Document section:
====================

People say that, but my commute is 2.5 miles, I have 300hp now and shopping for a new car with 400hp. True story. :1219:

All I know is what I see from the images. I just haven't been overly impressed with the images I've seen from the body.
 
Every photo you have seen looks like a step back in time?? Colors ALWAYS noisy and muted? Sounds more like operator error? Why the hell would an image shot at the d500 native iso of 100 be noisy? Are images beyond 12500 really acceptable to you? We all have different standards. Muted? What are they doing, not processing the raw file? You post charts to prove your point, not real world images. Can you really tell the difference? How do those charts show d500 images are always noisy and muted? I shot one for 5 months and that is bs. Have you ever shot one??? All this bs comes from folks who don't. But then, I have shot one. Dx0, aren't they the bozos that told me I don't want my favorite lens a 135 2.o because of ca or my 70-200 that is soft in the corners and has vignetting? How do I know I love them, I shot them. Photography has been taken over by number geeks who think art is a spreadsheet or blue print. Making crap by the numbers. It is one of my pet peeves of what has happened since digital brought in all the geeks. Now they think they are artists, no just the same geeks and don't get me started about "computer artistry." In 2000 to 2005 I watched as they crowded out the artists in a photo club I belonged to as they tried to reduce everything to numbers. What do you expect, they are numbers people, not artists. If someone can't take killer images with a d500, it says something about their skill level.

====================

Data lines:
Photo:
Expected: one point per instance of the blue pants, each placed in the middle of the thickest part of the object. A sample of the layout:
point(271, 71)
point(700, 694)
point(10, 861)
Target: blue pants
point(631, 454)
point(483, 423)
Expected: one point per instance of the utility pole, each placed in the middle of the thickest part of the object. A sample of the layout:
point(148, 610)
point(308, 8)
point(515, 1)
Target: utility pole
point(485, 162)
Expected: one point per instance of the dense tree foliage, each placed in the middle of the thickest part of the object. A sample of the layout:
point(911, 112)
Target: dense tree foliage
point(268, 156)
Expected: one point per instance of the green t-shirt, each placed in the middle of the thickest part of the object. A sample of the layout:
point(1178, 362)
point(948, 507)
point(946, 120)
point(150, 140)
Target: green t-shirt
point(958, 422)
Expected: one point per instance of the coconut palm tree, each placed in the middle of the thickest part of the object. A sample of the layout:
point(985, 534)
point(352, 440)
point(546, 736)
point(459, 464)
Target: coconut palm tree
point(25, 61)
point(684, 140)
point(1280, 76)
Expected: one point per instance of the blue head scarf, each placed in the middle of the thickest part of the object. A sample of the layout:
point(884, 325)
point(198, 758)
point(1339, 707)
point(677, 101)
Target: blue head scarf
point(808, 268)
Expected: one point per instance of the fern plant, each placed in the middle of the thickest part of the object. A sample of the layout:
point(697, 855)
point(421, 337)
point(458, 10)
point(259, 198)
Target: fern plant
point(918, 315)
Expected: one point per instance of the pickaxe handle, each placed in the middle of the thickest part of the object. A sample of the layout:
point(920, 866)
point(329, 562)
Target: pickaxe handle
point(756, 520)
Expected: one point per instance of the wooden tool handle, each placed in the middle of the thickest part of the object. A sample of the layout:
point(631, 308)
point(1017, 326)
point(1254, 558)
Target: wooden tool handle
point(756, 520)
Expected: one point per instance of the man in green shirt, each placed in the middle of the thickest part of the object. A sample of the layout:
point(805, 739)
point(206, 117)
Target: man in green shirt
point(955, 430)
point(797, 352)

====================

Work to do: Please repeat the camera forum post between "People say that, but" and "from the body.", inclusive, word for word.

Answer for this exercise:
People say that, but my commute is 2.5 miles, I have 300hp now and shopping for a new car with 400hp. True story. :1219:

All I know is what I see from the images. I just haven't been overly impressed with the images I've seen from the body.